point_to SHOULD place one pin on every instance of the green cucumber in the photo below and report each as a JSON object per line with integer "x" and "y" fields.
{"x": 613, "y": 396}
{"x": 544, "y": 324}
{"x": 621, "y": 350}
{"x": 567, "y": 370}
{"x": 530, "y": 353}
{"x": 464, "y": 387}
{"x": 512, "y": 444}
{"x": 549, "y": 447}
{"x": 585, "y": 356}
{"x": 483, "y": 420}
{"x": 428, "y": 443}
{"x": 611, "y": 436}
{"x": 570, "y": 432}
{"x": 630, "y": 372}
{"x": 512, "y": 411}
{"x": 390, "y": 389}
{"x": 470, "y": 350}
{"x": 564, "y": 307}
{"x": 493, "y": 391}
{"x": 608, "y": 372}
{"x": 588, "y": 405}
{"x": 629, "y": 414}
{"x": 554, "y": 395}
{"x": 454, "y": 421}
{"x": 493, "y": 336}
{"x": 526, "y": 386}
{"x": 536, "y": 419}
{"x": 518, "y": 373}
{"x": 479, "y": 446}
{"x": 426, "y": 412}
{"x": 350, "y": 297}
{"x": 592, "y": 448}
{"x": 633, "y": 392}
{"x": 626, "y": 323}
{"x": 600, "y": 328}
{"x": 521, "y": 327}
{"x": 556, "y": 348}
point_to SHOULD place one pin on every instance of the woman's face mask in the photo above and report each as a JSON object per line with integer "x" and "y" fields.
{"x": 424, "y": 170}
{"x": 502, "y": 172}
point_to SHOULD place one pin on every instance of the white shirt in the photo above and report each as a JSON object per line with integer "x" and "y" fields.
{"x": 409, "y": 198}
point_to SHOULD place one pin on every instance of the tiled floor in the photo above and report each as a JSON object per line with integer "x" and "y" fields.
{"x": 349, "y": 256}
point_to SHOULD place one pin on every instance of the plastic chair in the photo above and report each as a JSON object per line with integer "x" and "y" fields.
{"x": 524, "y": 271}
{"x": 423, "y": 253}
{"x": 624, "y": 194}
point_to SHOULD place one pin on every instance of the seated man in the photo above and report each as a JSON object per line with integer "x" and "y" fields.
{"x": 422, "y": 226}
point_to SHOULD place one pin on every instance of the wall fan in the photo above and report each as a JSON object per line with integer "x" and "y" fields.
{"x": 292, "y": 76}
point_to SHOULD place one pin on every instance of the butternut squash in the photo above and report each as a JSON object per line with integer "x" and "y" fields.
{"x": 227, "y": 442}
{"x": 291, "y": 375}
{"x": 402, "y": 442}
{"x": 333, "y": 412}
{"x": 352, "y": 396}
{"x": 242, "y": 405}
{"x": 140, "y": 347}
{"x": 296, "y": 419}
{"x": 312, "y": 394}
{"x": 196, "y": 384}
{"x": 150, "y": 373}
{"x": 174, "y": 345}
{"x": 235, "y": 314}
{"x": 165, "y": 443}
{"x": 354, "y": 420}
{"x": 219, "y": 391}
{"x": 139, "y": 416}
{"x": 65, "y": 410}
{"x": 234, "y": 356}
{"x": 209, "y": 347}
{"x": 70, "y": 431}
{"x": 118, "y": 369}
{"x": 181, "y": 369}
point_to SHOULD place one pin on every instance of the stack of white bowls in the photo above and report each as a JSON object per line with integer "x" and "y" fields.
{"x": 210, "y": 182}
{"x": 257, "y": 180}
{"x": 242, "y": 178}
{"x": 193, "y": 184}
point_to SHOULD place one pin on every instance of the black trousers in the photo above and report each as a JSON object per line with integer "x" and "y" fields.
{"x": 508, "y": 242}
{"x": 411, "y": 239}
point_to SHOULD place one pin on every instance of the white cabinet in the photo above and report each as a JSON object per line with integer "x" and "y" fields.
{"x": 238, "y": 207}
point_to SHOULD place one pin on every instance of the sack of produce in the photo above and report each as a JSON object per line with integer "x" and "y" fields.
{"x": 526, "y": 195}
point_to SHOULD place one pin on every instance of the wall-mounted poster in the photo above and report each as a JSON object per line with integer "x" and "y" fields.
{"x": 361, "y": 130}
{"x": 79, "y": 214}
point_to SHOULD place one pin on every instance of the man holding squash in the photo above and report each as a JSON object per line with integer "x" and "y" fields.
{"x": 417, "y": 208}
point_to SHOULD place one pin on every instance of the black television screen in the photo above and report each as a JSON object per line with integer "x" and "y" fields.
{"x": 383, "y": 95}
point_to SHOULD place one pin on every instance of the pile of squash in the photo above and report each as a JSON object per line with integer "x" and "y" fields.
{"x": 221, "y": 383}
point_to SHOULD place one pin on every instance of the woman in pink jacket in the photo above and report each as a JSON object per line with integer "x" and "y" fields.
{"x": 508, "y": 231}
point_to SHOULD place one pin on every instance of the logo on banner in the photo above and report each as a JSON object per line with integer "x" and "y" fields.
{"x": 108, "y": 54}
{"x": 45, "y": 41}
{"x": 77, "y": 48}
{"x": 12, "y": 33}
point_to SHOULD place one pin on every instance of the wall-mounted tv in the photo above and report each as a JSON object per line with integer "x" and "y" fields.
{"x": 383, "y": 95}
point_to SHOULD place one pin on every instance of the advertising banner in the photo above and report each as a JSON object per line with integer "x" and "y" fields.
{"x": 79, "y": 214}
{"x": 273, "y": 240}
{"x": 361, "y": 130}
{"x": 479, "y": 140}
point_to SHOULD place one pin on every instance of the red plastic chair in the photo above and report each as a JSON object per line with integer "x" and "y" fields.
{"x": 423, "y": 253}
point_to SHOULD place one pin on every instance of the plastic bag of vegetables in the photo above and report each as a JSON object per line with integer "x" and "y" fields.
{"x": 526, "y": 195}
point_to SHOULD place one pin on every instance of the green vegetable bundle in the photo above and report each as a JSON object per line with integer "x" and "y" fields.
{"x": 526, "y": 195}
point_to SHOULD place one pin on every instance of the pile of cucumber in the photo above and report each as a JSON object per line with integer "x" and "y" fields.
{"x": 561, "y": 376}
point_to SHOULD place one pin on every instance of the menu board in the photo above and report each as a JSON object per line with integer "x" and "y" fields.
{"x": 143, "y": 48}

# Exercise brief
Your response must contain the complete listing, copied without deviation.

# Task solution
point_to SHOULD place one pin on every instance of the green cucumber in the photo below and report each as a JSON object per line with integer "x" and "y" fields.
{"x": 613, "y": 396}
{"x": 544, "y": 324}
{"x": 621, "y": 350}
{"x": 567, "y": 370}
{"x": 530, "y": 353}
{"x": 464, "y": 387}
{"x": 512, "y": 444}
{"x": 549, "y": 447}
{"x": 585, "y": 356}
{"x": 483, "y": 420}
{"x": 428, "y": 443}
{"x": 611, "y": 436}
{"x": 570, "y": 432}
{"x": 630, "y": 372}
{"x": 512, "y": 411}
{"x": 390, "y": 389}
{"x": 470, "y": 350}
{"x": 564, "y": 307}
{"x": 493, "y": 391}
{"x": 608, "y": 372}
{"x": 588, "y": 405}
{"x": 629, "y": 414}
{"x": 554, "y": 395}
{"x": 454, "y": 421}
{"x": 493, "y": 336}
{"x": 526, "y": 386}
{"x": 536, "y": 419}
{"x": 518, "y": 373}
{"x": 479, "y": 446}
{"x": 426, "y": 412}
{"x": 350, "y": 297}
{"x": 592, "y": 448}
{"x": 633, "y": 392}
{"x": 626, "y": 323}
{"x": 600, "y": 328}
{"x": 521, "y": 327}
{"x": 556, "y": 348}
point_to SHOULD place one pin on every instance of the woman's face mask in the photo above and report each as a JSON object per line with integer "x" and "y" fields.
{"x": 424, "y": 170}
{"x": 502, "y": 172}
point_to SHOULD place one pin on every instance of the white shirt in the photo above and report each as a JSON object per line with integer "x" and "y" fields.
{"x": 409, "y": 198}
point_to SHOULD place one pin on every instance of the tiled floor in the photo above and report each as a JSON object per line with integer "x" and "y" fields.
{"x": 349, "y": 256}
point_to SHOULD place one pin on every instance of the plastic chair in the photo above and report each as a JSON object per line with integer "x" and "y" fields.
{"x": 524, "y": 271}
{"x": 423, "y": 253}
{"x": 624, "y": 194}
point_to SHOULD place one pin on every instance of the seated man in the photo above and report each as a JSON object per line with integer "x" and "y" fields.
{"x": 422, "y": 226}
point_to SHOULD place one pin on every instance of the wall fan in the photo above and report each as a JSON object per line with integer "x" and "y" fields.
{"x": 292, "y": 76}
point_to SHOULD place one pin on every instance of the butternut squash in the photo above and report each as a JSON object per line with integer "x" and "y" fields.
{"x": 227, "y": 442}
{"x": 291, "y": 375}
{"x": 402, "y": 442}
{"x": 333, "y": 412}
{"x": 352, "y": 396}
{"x": 242, "y": 405}
{"x": 140, "y": 347}
{"x": 296, "y": 419}
{"x": 312, "y": 394}
{"x": 196, "y": 384}
{"x": 150, "y": 373}
{"x": 174, "y": 345}
{"x": 235, "y": 314}
{"x": 165, "y": 443}
{"x": 354, "y": 420}
{"x": 219, "y": 391}
{"x": 139, "y": 416}
{"x": 65, "y": 410}
{"x": 234, "y": 356}
{"x": 209, "y": 347}
{"x": 70, "y": 431}
{"x": 118, "y": 369}
{"x": 181, "y": 369}
point_to SHOULD place one pin on every instance of the stack of white bowls in the photo above and report each as a JSON object per line with integer "x" and "y" fields.
{"x": 210, "y": 182}
{"x": 257, "y": 180}
{"x": 242, "y": 178}
{"x": 193, "y": 184}
point_to SHOULD place one pin on every instance of the black trousers in the photo above and report each as a JSON object per line with integer "x" and "y" fields.
{"x": 508, "y": 242}
{"x": 411, "y": 239}
point_to SHOULD place one pin on every instance of the white cabinet in the photo above and report each as a JSON object per line with integer "x" and "y" fields.
{"x": 238, "y": 207}
point_to SHOULD place one pin on every instance of the sack of produce in the photo above and report each as a JSON object per line with integer "x" and "y" fields.
{"x": 526, "y": 195}
point_to SHOULD place one pin on every instance of the wall-mounted poster in the photo above and report each as a JSON object per line with integer "x" and "y" fields.
{"x": 361, "y": 130}
{"x": 79, "y": 214}
point_to SHOULD place one pin on every instance of the man holding squash in the photo above and report each as a JSON object per line with integer "x" and "y" fields.
{"x": 417, "y": 208}
point_to SHOULD place one pin on every instance of the black television screen in the photo above and report each as a JSON object per line with integer "x" and "y" fields.
{"x": 383, "y": 95}
point_to SHOULD place one pin on every instance of the pile of squash in the photo above and report each as a JSON object per line with integer "x" and "y" fields.
{"x": 221, "y": 383}
point_to SHOULD place one pin on every instance of the woman in pink jacket in the photo above and report each as a JSON object per line with integer "x" and "y" fields.
{"x": 508, "y": 231}
point_to SHOULD place one pin on every instance of the logo on banner in the photo above and report each as a JSON object per line with integer "x" and "y" fields.
{"x": 108, "y": 54}
{"x": 45, "y": 41}
{"x": 77, "y": 48}
{"x": 12, "y": 33}
point_to SHOULD place one pin on every instance of the wall-mounted tv in the photo above and report each as a JSON object per line with integer "x" and "y" fields.
{"x": 383, "y": 95}
point_to SHOULD place one pin on every instance of the advertising banner in the photo above and report each as a JSON object per line with integer "x" and "y" fields.
{"x": 79, "y": 214}
{"x": 273, "y": 240}
{"x": 361, "y": 130}
{"x": 479, "y": 140}
point_to SHOULD place one pin on every instance of the red plastic chair in the photo above and report each as a JSON object per line with integer "x" and "y" fields.
{"x": 423, "y": 253}
point_to SHOULD place one pin on every instance of the plastic bag of vegetables in the photo above and report each as a JSON object per line with integer "x" and "y" fields.
{"x": 526, "y": 195}
point_to SHOULD place one pin on every instance of the green vegetable bundle in the photo above and report each as a JSON object per line with integer "x" and "y" fields.
{"x": 526, "y": 195}
point_to SHOULD place one pin on every instance of the pile of cucumber in the photo above and report each as a JSON object per line with integer "x" and "y" fields.
{"x": 561, "y": 376}
point_to SHOULD place one pin on every instance of the menu board in the photo above and report each as a JSON object per line with integer "x" and "y" fields.
{"x": 143, "y": 48}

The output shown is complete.